GESTELLTE AUFGABE - Zähle bitte, wie viele Zeilen der Datensätze die Zeichenfolge „window“ enthalten, und nenne ausschließlich diese Zahl.

DATENSÄTZE -
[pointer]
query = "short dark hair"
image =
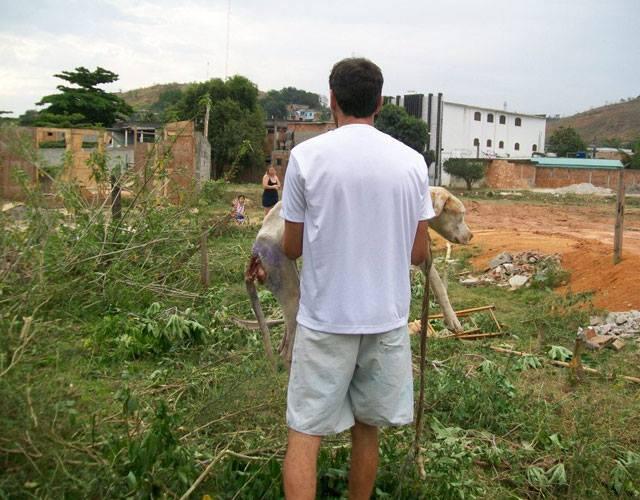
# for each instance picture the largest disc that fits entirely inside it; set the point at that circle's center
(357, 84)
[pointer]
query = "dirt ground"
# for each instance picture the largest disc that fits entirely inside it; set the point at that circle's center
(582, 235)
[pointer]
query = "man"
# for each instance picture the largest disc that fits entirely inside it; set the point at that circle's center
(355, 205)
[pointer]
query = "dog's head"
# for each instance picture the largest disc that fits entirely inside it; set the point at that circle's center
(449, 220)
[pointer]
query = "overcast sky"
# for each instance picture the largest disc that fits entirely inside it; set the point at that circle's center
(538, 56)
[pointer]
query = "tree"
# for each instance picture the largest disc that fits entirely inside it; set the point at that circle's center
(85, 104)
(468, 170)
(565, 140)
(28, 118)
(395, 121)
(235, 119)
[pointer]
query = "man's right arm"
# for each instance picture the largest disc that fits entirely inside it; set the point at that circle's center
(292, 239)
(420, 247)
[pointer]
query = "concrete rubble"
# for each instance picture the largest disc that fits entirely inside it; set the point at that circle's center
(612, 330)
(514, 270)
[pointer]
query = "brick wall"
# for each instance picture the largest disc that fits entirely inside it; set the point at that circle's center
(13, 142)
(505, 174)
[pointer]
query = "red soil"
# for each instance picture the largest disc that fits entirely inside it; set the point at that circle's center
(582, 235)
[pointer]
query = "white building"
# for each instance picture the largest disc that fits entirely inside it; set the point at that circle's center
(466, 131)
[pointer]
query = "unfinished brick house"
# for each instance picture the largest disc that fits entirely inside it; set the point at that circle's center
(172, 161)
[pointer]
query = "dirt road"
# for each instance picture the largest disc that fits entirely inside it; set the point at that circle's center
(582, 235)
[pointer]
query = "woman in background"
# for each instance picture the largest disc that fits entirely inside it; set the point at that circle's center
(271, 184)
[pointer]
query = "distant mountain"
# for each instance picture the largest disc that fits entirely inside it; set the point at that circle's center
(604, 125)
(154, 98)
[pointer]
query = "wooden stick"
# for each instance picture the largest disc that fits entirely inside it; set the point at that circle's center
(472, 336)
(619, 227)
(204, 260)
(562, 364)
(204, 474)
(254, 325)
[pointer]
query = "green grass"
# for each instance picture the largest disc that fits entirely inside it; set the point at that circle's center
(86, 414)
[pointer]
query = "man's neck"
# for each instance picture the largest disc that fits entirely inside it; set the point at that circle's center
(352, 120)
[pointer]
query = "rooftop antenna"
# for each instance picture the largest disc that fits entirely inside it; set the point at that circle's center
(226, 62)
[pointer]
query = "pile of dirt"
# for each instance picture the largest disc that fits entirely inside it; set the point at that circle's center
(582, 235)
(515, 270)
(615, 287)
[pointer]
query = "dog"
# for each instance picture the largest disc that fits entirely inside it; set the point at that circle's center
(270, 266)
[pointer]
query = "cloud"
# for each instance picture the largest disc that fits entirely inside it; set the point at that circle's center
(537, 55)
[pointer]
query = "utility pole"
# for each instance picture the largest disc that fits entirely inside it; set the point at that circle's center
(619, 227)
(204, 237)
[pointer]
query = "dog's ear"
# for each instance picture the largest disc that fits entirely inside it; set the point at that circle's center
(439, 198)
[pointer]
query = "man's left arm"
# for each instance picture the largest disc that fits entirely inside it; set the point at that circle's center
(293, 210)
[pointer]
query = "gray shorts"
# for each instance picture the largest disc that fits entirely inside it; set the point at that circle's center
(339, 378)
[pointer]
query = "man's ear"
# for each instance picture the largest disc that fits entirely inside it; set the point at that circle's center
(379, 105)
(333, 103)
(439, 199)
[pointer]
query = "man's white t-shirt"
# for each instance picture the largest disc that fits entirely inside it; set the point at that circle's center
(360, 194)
--
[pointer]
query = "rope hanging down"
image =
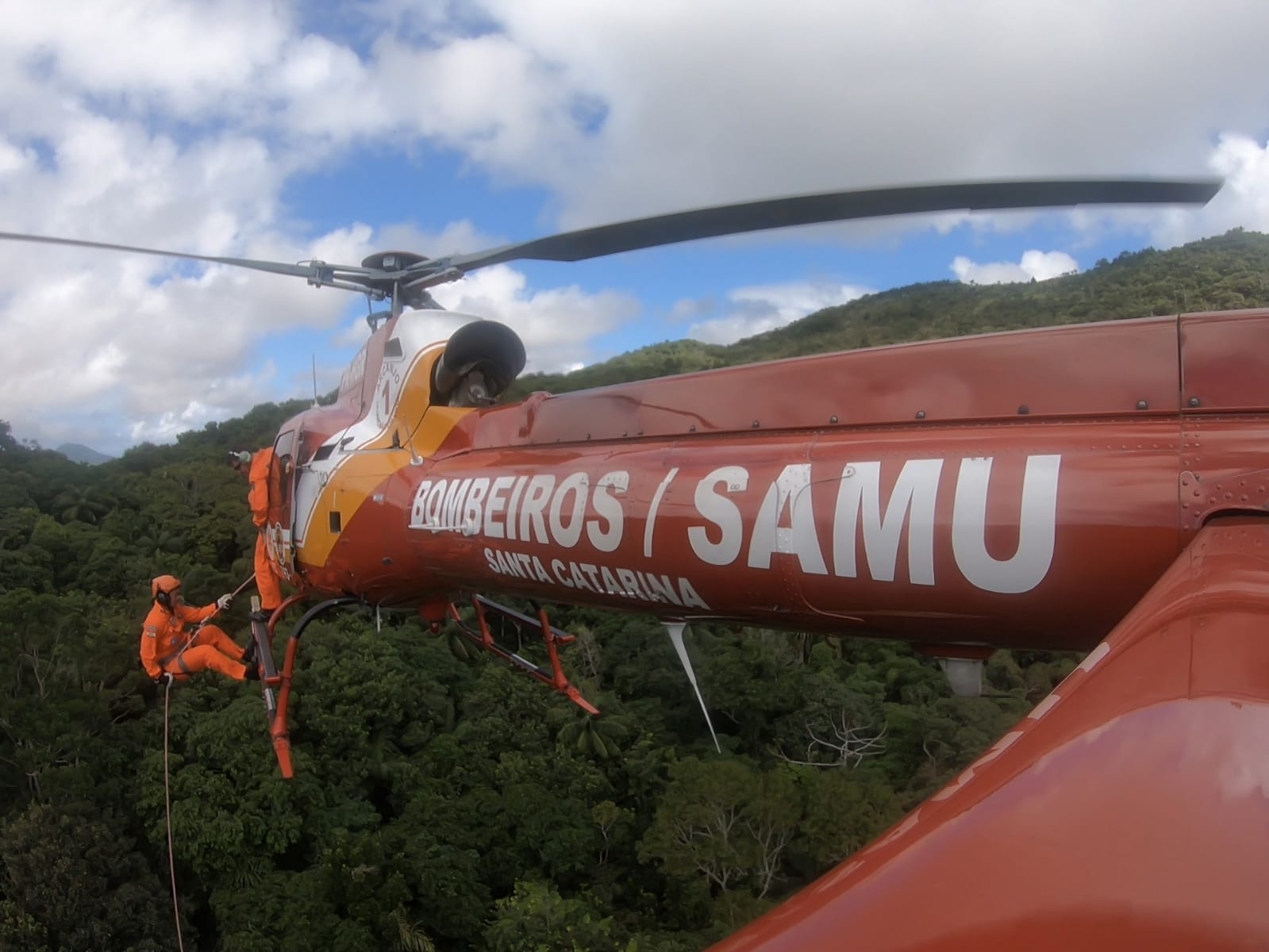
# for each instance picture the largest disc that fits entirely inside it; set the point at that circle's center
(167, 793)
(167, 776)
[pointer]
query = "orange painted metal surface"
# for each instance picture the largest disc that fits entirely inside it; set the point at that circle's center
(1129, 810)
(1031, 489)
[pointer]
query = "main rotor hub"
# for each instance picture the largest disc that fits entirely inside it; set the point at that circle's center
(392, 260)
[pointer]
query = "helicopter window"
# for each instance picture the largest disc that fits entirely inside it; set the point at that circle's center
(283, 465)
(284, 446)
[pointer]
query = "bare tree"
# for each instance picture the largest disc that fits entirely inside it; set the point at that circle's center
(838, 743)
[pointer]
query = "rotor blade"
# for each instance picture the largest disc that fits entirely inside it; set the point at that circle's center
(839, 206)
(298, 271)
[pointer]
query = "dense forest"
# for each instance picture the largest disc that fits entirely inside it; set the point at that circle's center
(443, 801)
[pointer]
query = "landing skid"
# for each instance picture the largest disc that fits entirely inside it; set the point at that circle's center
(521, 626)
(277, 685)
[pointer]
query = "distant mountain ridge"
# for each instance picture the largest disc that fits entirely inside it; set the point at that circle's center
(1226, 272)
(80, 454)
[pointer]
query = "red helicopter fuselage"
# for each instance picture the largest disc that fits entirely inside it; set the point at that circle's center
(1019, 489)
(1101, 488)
--
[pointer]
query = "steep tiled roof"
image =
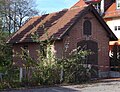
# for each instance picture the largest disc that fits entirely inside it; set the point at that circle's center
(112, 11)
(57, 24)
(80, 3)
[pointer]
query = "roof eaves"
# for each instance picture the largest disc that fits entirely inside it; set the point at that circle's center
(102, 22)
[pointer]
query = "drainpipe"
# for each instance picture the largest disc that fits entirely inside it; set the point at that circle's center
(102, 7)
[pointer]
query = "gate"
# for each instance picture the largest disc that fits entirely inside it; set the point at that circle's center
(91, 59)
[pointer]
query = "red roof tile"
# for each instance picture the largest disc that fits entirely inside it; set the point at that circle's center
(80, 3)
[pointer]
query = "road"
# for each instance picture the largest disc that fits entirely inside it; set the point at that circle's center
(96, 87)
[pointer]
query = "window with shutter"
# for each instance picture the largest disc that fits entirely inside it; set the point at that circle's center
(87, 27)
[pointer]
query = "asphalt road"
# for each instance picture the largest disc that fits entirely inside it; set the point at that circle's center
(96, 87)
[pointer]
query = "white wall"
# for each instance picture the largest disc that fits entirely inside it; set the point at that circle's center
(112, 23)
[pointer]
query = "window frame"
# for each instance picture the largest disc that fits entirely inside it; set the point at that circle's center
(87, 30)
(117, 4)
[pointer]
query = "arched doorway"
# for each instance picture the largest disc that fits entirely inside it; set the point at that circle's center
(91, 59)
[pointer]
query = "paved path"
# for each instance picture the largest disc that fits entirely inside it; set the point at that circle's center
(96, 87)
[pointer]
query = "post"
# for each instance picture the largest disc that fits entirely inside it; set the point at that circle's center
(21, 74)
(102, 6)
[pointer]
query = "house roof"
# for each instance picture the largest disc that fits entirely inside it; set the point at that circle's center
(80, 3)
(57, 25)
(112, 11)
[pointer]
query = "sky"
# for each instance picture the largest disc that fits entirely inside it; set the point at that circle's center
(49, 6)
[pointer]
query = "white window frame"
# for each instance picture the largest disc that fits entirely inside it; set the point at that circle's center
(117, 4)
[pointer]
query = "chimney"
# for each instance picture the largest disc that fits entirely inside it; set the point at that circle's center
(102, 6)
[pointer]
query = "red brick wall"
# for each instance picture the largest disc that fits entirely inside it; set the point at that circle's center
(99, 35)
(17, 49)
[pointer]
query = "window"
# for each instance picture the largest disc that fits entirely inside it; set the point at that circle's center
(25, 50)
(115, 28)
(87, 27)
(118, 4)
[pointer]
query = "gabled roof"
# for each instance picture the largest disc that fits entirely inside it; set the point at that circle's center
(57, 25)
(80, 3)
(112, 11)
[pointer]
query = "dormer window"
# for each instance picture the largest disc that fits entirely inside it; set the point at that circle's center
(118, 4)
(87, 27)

ÜBUNGSERGEBNIS - 6